Have you looked at Dec-network by WilCom?


----------



## Old Dog (Jun 13, 2010)

OOPS- Deco-Network by WilCom


----------



## splathead (Dec 4, 2005)

proto said:


> We signed up with Shopify, because I like their templating system, and their admin tools seemed, at first, to be really good. But we are running up against a huge limitation with product variants. It seems they have chosen a path which will be a limitation for a lot of t-shirt sites: 100 product variants max. It is easy to hit this maximum if you offer mens/womens/kids sizes in a number of colors. Shopify also has a weak coupon system (cannot apparently set up a "free shipping" coupon).


Shopify's max variants is 50,000, not 100. And at any level of 2,500 variants and above, discount coupons can be done.


----------



## proto (Oct 13, 2008)

splathead said:


> Shopify's max variants is 50,000, not 100. And at any level of 2,500 variants and above, discount coupons can be done.


Shopify disagrees:
Maxium number of variants / Feedback / Suggestions / Discussion Area - Shopify Support


----------



## splathead (Dec 4, 2005)

proto said:


> Shopify disagrees:
> Maxium number of variants / Feedback / Suggestions / Discussion Area - Shopify Support


You are confusing variants with products.

I didn't help matters by using the term variants when I should have said SKU. 

One of your shirts, size small in black is considered 1 SKU. Same shirt, same size in white is considered another SKU. You can have up to 50,000 on those combinations with Shopify.

What the link you provided above is saying is that any 1 of your products can't have more than 100 variations. So any 1 of your shirts can't have 100 different ways to order. That might be a problem if you are selling cars, but I'm sure won't be an issue selling t-shirts.


----------



## proto (Oct 13, 2008)

splathead said:


> You are confusing variants with products.
> 
> I didn't help matters by using the term variants when I should have said SKU.
> 
> ...


Here's an example of how we exceeded the 100-variant maximum:

A shirt is available in men's, women's and children's sizes S,M,L,XL,XXL. Thats 3 * 5 = 15. Now add colors. we want to offer the shirt in 10 colors. 10 * 15 = 150 variants. 

I would think this is a common problem for a t-shirt seller. 

Hopefully I am missing something simple / obvious (that would be par for the course for me 

Chris


----------



## t square (Aug 23, 2010)

You can try another e commerce calle e cart. Great cart solution. I think anyway.

DATASET RECORDS:

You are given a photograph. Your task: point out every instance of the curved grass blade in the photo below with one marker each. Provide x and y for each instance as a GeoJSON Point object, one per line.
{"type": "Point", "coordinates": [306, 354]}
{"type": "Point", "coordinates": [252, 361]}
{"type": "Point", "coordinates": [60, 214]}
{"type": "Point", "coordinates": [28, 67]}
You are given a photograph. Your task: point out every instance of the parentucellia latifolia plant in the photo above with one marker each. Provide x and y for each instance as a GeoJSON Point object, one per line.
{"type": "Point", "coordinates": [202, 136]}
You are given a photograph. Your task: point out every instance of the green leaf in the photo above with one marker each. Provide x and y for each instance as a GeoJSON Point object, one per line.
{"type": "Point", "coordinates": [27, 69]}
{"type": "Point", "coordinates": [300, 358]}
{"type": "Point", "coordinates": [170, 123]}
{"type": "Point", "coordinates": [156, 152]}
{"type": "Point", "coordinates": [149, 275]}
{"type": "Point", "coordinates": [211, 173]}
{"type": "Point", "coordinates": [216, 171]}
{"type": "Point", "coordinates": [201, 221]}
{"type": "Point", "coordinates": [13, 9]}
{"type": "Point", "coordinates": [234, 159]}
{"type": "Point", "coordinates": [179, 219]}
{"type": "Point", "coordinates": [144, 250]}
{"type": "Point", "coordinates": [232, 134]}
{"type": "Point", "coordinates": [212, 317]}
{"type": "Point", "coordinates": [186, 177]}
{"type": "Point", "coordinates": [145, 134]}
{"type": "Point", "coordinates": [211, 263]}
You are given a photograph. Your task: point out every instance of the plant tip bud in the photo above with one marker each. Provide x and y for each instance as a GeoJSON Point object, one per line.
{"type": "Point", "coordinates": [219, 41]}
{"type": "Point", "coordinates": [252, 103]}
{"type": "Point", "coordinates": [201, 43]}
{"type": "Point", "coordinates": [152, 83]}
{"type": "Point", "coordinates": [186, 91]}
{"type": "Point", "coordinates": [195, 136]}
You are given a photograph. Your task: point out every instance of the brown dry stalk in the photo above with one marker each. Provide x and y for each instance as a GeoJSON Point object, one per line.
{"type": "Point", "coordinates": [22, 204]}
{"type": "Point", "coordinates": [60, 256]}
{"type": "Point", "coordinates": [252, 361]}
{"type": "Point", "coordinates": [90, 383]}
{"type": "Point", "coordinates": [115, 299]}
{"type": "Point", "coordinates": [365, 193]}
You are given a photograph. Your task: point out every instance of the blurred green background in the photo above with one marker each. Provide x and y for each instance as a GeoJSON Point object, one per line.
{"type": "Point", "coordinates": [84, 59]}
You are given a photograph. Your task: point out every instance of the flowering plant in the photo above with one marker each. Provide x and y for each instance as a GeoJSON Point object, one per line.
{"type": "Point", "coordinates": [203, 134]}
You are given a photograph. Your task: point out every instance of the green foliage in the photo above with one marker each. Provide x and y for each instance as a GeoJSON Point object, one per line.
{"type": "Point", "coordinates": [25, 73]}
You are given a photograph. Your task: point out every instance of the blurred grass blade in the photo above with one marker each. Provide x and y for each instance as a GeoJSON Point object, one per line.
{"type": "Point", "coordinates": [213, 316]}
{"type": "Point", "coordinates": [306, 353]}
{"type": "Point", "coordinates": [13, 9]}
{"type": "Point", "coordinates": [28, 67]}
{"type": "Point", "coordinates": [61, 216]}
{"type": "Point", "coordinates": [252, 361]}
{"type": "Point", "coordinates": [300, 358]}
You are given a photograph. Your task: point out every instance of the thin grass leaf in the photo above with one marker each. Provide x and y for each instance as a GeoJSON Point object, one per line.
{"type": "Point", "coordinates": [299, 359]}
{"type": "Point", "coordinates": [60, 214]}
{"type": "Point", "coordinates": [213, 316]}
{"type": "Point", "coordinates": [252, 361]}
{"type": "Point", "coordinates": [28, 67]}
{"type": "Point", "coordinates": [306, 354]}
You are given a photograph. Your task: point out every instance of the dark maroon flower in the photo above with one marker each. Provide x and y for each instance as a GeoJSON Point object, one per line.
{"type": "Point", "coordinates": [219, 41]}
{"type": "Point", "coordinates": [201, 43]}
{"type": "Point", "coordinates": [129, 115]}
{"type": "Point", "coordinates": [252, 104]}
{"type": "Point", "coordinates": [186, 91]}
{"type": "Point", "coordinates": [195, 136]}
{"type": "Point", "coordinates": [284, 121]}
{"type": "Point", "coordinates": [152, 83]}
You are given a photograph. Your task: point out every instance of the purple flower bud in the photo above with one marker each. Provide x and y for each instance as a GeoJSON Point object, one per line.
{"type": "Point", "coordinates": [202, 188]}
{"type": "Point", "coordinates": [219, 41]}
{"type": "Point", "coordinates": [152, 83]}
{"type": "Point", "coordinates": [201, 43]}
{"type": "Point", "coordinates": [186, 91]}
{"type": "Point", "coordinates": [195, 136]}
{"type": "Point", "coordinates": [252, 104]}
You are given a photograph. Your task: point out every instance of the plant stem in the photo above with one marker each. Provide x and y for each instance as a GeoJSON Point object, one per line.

REQUIRED TASK A:
Answer these questions using the Shopify forum thread:
(i) What maximum number of product variants did proto first say Shopify allows?
(ii) According to splathead, how many SKU combinations can a store have with Shopify?
(iii) In proto's example shirt, how many colors are offered?
REQUIRED TASK B: Revise part of the Shopify forum thread. Start at the words "A shirt is available", stop after "a t-shirt seller.", and replace "colors" with "styles".
REQUIRED TASK C: Pick up the Shopify forum thread after its final post and write what comes next.

TASK OUTPUT A:
(i) 100
(ii) Up to 50,000
(iii) 10

TASK OUTPUT B:
A shirt is available in men's, women's and children's sizes S,M,L,XL,XXL. Thats 3 * 5 = 15. Now add styles. we want to offer the shirt in 10 styles. 10 * 15 = 150 variants. 

I would think this is a common problem for a t-shirt seller.

TASK OUTPUT C:
Ken


----------



## splathead (Dec 4, 2005)

proto said:


> Here's an example of how we exceeded the 100-variant maximum:
> 
> A shirt is available in men's, women's and children's sizes S,M,L,XL,XXL. Thats 3 * 5 = 15. Now add colors. we want to offer the shirt in 10 colors. 10 * 15 = 150 variants.
> 
> ...


This is not a common problem. But you sure are trying to make it one. 

Firstly, children's sizes don't come this way. And a child's XL is pretty much identical in size to an adult small.

Even more important, you are going to maintain an inventory of 90,000 shirts? (150 variants X 100 designs X 6 shirt inventory per size/color.) How big is your warehouse? 

Simple solution: Split up the product into 2, or 3 . One product page for men. One for women, and if you want, one for children. 

Or, probably the more sensible way since I haven't seen 1 design yet that looks good on both light and dark garments without some color adjustment; Have one product page for light garments of the design, and a different product page for dark garments of the design.

There is a fine line between not offering enough choices, and offering too many. 150 variants probably crosses that line. Overwhelm the consumer with too many choices and they are just as likely not to buy as to buy.


----------



## proto (Oct 13, 2008)

splathead said:


> This is not a common problem. But you sure are trying to make it one.
> 
> Firstly, children's sizes don't come this way. And a child's XL is pretty much identical in size to an adult small.
> 
> ...


I appreciate the feedback. It may be that we will discover that our business model does not makes sense  But we will decide that for the right reasons, not simply because our SC cannot do what we want.


----------



## vadan (Mar 9, 2010)

Magento Commerce, swear by it, the best in the market right now.


----------



## PPop (Jan 18, 2009)

proto said:


> Here's an example of how we exceeded the 100-variant maximum:
> 
> A shirt is available in men's, women's and children's sizes S,M,L,XL,XXL. Thats 3 * 5 = 15. Now add colors. we want to offer the shirt in 10 colors. 10 * 15 = 150 variants.
> 
> ...


1st of all, you should have the woman's, mens and kids as separate items. 

Your retail customers, your wholesale customers, and your google robots all look for them separately. 

My company for instance has a single graphic design available on Mens T-Shirts, Woman's Babydoll T's, Womans Tank Top Boy Beaters, Hats, Beanies, Stickers, Patches, Fridge Magnets etc.

They are listed separately, under the appropriate category, or section on the website.

This allows easier navigation, as a customer would be looking for a Men's Shirt wouldn't want to be faced with all of the posibilities at the point of research and sale. This simplifies and limits the number of variations needed.

Also, picking the color and size should be done with drop down menus. A basic item, like my KZ12 Kozik Smokin Bunny T-Shirt would be a single item, KZ12 where it is modified as S-M-L-XL-XXL-XXXL via the size drop down, and color Black, White Navy under the color drop down.

When we 1st started out in the 90's, we did ASR and MAGIC Trade shows, and thought we would tap into the Skate Market by offering, Tan, Brown, Slate Blue, Black, White, Gray etc. We discontinued them within a year and we stayed with Black White and Navy. Then reduced it to Black and White especially for the Woman's. Finally after having to only reprint Black as everyone really only ordered black for our product line, we now really only offer Black!!!

Look at Hot Topic's website.


----------



## huwJ (Feb 24, 2011)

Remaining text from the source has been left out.